• WORK INSTRUCTION:
The entries underneath need to be duplicated exactly, with none omitted.

• SOURCE RECORDS:
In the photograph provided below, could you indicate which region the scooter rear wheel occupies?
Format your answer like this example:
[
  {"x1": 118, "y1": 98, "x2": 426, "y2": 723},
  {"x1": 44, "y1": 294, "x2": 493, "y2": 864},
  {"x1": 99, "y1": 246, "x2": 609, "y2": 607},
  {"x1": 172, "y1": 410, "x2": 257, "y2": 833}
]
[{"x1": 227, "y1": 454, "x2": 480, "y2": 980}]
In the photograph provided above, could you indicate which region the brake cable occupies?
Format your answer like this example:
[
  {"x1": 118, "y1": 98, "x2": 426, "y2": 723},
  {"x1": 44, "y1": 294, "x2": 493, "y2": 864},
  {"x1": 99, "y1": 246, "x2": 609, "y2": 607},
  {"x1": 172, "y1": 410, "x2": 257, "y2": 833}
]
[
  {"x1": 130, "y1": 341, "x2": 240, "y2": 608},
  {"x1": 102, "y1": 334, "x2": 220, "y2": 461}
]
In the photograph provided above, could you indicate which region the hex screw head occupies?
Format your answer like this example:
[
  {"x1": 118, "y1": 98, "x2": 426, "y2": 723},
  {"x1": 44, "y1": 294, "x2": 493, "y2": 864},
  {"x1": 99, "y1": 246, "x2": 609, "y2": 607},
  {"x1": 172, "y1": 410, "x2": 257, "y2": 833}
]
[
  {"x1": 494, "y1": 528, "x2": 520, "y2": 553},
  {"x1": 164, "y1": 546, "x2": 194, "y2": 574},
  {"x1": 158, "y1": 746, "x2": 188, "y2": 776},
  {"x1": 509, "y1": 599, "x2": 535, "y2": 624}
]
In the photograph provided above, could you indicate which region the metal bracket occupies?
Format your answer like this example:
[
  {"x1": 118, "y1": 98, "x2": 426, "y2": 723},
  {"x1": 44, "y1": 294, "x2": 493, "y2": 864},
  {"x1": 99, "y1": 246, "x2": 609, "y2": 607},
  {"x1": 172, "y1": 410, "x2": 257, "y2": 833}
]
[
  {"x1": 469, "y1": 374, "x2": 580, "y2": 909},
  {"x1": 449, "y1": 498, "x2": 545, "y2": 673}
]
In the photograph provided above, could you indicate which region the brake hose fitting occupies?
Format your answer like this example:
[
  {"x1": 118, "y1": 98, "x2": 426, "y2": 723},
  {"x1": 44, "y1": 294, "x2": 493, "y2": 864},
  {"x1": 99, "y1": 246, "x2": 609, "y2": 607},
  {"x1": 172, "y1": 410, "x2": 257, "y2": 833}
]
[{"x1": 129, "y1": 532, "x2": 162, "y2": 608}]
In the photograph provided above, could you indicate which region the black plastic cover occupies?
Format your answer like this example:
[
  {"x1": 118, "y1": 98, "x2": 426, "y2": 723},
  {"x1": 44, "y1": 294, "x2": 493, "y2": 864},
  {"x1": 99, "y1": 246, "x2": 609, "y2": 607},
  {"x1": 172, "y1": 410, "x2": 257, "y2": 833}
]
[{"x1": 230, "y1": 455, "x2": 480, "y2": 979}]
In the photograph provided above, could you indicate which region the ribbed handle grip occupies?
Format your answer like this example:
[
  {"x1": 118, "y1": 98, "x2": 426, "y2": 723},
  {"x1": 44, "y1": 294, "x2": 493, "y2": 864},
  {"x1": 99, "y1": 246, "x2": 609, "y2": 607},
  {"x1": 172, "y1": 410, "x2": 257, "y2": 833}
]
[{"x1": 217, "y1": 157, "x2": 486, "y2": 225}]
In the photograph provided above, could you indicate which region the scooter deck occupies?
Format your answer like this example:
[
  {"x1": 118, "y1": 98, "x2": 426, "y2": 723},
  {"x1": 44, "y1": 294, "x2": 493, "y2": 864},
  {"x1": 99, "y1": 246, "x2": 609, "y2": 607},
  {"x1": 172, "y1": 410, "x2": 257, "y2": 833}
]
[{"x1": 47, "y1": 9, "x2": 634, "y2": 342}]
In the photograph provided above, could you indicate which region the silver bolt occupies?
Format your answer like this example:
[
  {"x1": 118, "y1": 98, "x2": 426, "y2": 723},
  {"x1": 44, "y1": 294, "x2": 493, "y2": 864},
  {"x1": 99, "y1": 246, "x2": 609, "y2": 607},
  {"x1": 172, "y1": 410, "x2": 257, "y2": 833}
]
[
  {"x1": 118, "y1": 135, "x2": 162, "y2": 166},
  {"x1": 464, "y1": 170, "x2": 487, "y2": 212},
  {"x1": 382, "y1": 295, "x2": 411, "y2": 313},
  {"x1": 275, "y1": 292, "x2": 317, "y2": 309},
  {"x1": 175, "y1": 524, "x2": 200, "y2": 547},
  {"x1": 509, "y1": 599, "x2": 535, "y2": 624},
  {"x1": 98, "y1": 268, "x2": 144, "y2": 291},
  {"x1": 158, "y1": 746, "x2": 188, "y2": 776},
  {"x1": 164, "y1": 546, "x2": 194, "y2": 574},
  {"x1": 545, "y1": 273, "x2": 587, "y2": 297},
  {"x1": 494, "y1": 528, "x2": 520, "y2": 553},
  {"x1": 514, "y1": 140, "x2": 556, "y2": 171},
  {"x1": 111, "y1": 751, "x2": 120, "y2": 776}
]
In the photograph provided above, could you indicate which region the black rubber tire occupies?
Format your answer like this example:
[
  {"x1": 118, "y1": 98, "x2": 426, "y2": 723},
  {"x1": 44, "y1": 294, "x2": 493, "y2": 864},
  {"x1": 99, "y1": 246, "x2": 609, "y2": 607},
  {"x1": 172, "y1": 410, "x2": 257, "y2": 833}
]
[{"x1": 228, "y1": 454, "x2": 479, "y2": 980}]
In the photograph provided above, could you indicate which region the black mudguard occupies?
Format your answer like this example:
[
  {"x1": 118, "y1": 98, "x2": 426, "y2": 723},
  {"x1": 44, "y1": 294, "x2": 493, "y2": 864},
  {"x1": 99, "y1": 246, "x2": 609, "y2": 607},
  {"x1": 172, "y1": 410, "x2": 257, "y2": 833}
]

• RESULT OF THIS EXERCISE:
In the photograph provided below, could you indicate which region the scooter rear wheel occupies?
Format your answer like this example:
[
  {"x1": 118, "y1": 98, "x2": 426, "y2": 723},
  {"x1": 44, "y1": 294, "x2": 493, "y2": 864},
  {"x1": 99, "y1": 246, "x2": 609, "y2": 607},
  {"x1": 172, "y1": 410, "x2": 257, "y2": 833}
]
[{"x1": 227, "y1": 454, "x2": 480, "y2": 980}]
In the photograph provided above, could you indicate which region the brake cable occupies?
Format your answer like this example:
[
  {"x1": 118, "y1": 98, "x2": 426, "y2": 723},
  {"x1": 44, "y1": 294, "x2": 493, "y2": 864},
  {"x1": 99, "y1": 246, "x2": 609, "y2": 607},
  {"x1": 172, "y1": 410, "x2": 257, "y2": 833}
]
[
  {"x1": 130, "y1": 341, "x2": 240, "y2": 608},
  {"x1": 102, "y1": 334, "x2": 220, "y2": 461}
]
In the photograph provided above, could you indicate which region the hex screw head occupies?
Format your answer like this example:
[
  {"x1": 118, "y1": 98, "x2": 426, "y2": 723},
  {"x1": 44, "y1": 294, "x2": 493, "y2": 864},
  {"x1": 99, "y1": 246, "x2": 609, "y2": 607},
  {"x1": 172, "y1": 410, "x2": 257, "y2": 833}
]
[
  {"x1": 494, "y1": 528, "x2": 520, "y2": 553},
  {"x1": 164, "y1": 546, "x2": 194, "y2": 574},
  {"x1": 158, "y1": 746, "x2": 188, "y2": 776},
  {"x1": 509, "y1": 599, "x2": 535, "y2": 624}
]
In the photograph provided above, could you indicate which region the metal bracket occupies?
Format your answer like this example:
[
  {"x1": 118, "y1": 98, "x2": 426, "y2": 723},
  {"x1": 44, "y1": 294, "x2": 493, "y2": 864},
  {"x1": 99, "y1": 246, "x2": 609, "y2": 607},
  {"x1": 172, "y1": 410, "x2": 257, "y2": 833}
]
[
  {"x1": 469, "y1": 374, "x2": 580, "y2": 909},
  {"x1": 449, "y1": 498, "x2": 545, "y2": 673}
]
In the photograph provided above, could you indicate which region the brake hose fitting occupies?
Format your answer like this example:
[
  {"x1": 118, "y1": 98, "x2": 426, "y2": 723},
  {"x1": 44, "y1": 294, "x2": 493, "y2": 864},
  {"x1": 99, "y1": 246, "x2": 609, "y2": 607},
  {"x1": 172, "y1": 410, "x2": 257, "y2": 833}
]
[{"x1": 129, "y1": 532, "x2": 162, "y2": 608}]
In the photograph provided above, could you indicate which region the black plastic cover occupies?
Format your answer like this example:
[
  {"x1": 118, "y1": 98, "x2": 426, "y2": 723},
  {"x1": 44, "y1": 294, "x2": 493, "y2": 864},
  {"x1": 99, "y1": 246, "x2": 609, "y2": 607},
  {"x1": 172, "y1": 410, "x2": 257, "y2": 833}
]
[{"x1": 230, "y1": 455, "x2": 480, "y2": 979}]
In the photograph provided above, could you indicate which region the ribbed handle grip occupies?
Format your answer like this example:
[
  {"x1": 118, "y1": 98, "x2": 426, "y2": 723},
  {"x1": 44, "y1": 294, "x2": 493, "y2": 864},
  {"x1": 99, "y1": 246, "x2": 609, "y2": 607},
  {"x1": 172, "y1": 410, "x2": 257, "y2": 833}
]
[{"x1": 217, "y1": 157, "x2": 486, "y2": 225}]
In the photograph provided above, could you indicate which region the scooter deck occupies?
Format your answer like this example:
[
  {"x1": 118, "y1": 98, "x2": 426, "y2": 723},
  {"x1": 44, "y1": 294, "x2": 493, "y2": 864},
  {"x1": 99, "y1": 246, "x2": 609, "y2": 607},
  {"x1": 172, "y1": 410, "x2": 257, "y2": 833}
]
[{"x1": 47, "y1": 9, "x2": 634, "y2": 342}]
In the photograph provided above, could you indicate which region the silver bolt occupies?
Format your answer like this example:
[
  {"x1": 118, "y1": 98, "x2": 426, "y2": 723},
  {"x1": 44, "y1": 294, "x2": 493, "y2": 864},
  {"x1": 99, "y1": 246, "x2": 609, "y2": 607},
  {"x1": 172, "y1": 410, "x2": 257, "y2": 833}
]
[
  {"x1": 118, "y1": 135, "x2": 162, "y2": 166},
  {"x1": 464, "y1": 170, "x2": 487, "y2": 212},
  {"x1": 382, "y1": 295, "x2": 411, "y2": 313},
  {"x1": 275, "y1": 292, "x2": 317, "y2": 309},
  {"x1": 175, "y1": 524, "x2": 200, "y2": 547},
  {"x1": 509, "y1": 599, "x2": 535, "y2": 624},
  {"x1": 98, "y1": 268, "x2": 144, "y2": 291},
  {"x1": 158, "y1": 746, "x2": 188, "y2": 776},
  {"x1": 164, "y1": 546, "x2": 194, "y2": 574},
  {"x1": 545, "y1": 273, "x2": 587, "y2": 297},
  {"x1": 494, "y1": 528, "x2": 520, "y2": 553},
  {"x1": 514, "y1": 140, "x2": 556, "y2": 171},
  {"x1": 111, "y1": 751, "x2": 120, "y2": 776}
]
In the photograph provided above, could you indicate which region the black rubber tire occupies?
Format your answer like this example:
[
  {"x1": 118, "y1": 98, "x2": 426, "y2": 723},
  {"x1": 44, "y1": 294, "x2": 493, "y2": 864},
  {"x1": 99, "y1": 246, "x2": 609, "y2": 607},
  {"x1": 172, "y1": 410, "x2": 257, "y2": 833}
]
[{"x1": 228, "y1": 454, "x2": 479, "y2": 980}]
In the photograph provided above, could you indicate which region the black mudguard occupies?
Format your answer like this example:
[
  {"x1": 118, "y1": 98, "x2": 426, "y2": 723},
  {"x1": 44, "y1": 294, "x2": 493, "y2": 864},
  {"x1": 99, "y1": 246, "x2": 609, "y2": 607},
  {"x1": 172, "y1": 410, "x2": 257, "y2": 833}
]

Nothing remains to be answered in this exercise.